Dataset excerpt
# # #

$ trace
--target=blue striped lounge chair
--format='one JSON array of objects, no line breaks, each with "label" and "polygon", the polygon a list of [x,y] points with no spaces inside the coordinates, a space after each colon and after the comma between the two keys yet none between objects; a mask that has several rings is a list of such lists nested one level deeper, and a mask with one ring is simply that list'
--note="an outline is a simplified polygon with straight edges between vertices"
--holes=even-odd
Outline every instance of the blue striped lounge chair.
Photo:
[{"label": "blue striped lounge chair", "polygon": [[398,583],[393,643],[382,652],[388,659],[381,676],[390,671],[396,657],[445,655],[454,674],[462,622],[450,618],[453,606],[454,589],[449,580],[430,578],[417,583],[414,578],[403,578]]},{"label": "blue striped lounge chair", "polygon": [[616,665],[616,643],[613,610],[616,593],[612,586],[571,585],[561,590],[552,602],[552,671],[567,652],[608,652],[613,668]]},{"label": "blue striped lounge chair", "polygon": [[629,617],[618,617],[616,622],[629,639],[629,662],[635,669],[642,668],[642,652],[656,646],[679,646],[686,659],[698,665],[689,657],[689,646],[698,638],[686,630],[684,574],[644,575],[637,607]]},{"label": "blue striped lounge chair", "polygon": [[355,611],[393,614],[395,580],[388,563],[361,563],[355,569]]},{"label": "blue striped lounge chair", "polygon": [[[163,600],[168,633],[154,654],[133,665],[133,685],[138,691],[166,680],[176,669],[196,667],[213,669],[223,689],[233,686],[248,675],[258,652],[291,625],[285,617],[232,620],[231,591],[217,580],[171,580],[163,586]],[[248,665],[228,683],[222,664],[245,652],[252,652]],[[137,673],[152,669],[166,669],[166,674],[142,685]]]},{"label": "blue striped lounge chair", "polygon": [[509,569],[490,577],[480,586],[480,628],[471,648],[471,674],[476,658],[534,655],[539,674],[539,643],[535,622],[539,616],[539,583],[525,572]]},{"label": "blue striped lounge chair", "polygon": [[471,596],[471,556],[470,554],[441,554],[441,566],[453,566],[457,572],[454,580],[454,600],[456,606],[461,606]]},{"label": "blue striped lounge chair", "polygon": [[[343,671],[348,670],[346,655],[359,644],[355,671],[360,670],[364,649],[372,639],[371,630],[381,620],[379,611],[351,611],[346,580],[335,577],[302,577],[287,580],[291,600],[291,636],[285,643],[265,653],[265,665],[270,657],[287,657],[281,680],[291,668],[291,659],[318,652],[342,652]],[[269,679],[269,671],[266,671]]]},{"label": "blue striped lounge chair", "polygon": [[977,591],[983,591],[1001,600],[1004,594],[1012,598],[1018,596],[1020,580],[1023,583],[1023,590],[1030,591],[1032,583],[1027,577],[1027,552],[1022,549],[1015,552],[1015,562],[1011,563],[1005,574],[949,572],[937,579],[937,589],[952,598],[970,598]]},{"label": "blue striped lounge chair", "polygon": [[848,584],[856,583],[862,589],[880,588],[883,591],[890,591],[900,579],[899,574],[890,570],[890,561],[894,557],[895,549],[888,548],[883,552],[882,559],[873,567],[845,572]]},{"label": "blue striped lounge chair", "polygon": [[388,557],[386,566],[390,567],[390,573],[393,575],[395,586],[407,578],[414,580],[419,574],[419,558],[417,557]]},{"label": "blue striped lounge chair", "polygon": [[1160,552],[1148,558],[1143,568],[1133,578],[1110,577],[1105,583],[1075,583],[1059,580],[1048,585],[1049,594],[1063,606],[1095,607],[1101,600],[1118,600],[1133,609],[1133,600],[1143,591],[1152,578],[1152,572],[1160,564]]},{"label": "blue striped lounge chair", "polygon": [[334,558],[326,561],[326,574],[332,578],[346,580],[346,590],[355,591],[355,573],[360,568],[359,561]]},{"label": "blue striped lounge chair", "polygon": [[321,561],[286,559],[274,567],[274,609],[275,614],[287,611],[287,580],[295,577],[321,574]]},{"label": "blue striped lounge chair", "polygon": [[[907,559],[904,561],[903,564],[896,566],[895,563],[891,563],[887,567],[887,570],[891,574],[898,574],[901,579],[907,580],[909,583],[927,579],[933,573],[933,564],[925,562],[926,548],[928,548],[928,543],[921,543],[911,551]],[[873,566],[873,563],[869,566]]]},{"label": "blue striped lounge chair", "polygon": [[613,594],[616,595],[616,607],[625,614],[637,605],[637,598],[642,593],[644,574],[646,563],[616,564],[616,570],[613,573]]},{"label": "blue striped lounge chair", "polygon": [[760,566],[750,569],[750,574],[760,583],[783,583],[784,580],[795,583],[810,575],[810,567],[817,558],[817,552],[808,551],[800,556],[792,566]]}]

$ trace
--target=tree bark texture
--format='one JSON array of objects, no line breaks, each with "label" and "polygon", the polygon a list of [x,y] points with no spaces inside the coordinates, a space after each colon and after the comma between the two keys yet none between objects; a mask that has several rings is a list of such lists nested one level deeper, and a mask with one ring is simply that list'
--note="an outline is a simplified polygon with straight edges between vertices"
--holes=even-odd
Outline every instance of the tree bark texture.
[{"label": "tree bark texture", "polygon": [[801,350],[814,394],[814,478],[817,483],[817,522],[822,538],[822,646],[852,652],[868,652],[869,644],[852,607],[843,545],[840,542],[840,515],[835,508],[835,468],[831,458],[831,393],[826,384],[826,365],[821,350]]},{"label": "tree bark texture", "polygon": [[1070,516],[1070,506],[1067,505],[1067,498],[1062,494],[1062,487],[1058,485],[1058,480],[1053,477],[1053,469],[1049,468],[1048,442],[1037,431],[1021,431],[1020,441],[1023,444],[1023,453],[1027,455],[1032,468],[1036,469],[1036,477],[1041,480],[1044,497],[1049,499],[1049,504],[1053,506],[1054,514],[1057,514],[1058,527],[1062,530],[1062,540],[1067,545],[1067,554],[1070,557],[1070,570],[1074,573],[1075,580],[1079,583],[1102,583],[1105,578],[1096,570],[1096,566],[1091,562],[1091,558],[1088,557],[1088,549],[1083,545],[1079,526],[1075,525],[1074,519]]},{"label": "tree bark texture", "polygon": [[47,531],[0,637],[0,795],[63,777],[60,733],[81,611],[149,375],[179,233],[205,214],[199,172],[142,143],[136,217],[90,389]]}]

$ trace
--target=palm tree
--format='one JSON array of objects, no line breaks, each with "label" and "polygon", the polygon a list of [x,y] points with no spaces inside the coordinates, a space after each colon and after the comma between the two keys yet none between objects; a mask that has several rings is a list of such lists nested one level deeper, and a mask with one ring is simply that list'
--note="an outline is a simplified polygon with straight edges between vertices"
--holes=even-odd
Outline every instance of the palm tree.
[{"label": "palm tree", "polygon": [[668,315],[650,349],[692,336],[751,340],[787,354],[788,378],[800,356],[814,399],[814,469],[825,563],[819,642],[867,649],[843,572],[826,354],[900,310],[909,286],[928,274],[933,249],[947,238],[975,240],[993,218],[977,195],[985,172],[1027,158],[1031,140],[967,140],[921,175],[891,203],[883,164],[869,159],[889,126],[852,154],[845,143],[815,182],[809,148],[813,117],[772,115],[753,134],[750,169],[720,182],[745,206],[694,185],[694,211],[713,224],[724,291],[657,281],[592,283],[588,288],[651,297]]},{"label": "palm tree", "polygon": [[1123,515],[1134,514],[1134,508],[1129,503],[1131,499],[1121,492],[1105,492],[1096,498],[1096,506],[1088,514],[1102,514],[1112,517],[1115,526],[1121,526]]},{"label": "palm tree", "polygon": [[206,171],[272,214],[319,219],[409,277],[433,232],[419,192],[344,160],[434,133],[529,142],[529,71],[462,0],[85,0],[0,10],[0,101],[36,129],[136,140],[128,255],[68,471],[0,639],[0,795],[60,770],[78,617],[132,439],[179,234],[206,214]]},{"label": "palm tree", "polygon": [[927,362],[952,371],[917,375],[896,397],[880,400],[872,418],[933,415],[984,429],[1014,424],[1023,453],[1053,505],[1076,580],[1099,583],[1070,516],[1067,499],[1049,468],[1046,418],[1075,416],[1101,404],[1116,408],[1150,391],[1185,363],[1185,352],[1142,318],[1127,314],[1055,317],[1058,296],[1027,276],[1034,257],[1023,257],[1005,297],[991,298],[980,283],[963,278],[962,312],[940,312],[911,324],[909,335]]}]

# # #

● Exercise aim:
Report each line of the rows above that contains the word "bark".

● Reply:
--target=tree bark texture
Outline every instance of the tree bark texture.
[{"label": "tree bark texture", "polygon": [[801,350],[814,394],[814,478],[817,483],[817,522],[822,538],[822,646],[852,652],[868,652],[869,644],[852,607],[843,545],[840,542],[840,515],[835,508],[835,468],[831,458],[831,393],[826,384],[826,365],[821,350]]},{"label": "tree bark texture", "polygon": [[1070,516],[1070,506],[1067,505],[1067,498],[1062,494],[1062,487],[1058,485],[1058,480],[1053,477],[1053,469],[1049,468],[1048,442],[1037,431],[1021,431],[1020,441],[1023,444],[1023,453],[1027,455],[1032,468],[1036,469],[1036,477],[1041,480],[1044,497],[1049,499],[1049,504],[1053,506],[1054,514],[1057,514],[1058,527],[1062,530],[1062,540],[1067,545],[1067,554],[1070,557],[1070,570],[1074,573],[1075,580],[1079,583],[1102,583],[1105,578],[1096,570],[1096,566],[1091,562],[1091,558],[1088,557],[1088,549],[1083,545],[1079,526],[1075,525],[1074,519]]},{"label": "tree bark texture", "polygon": [[47,531],[0,637],[0,795],[63,777],[60,733],[81,611],[149,375],[179,233],[205,214],[199,172],[142,143],[136,217],[90,389]]}]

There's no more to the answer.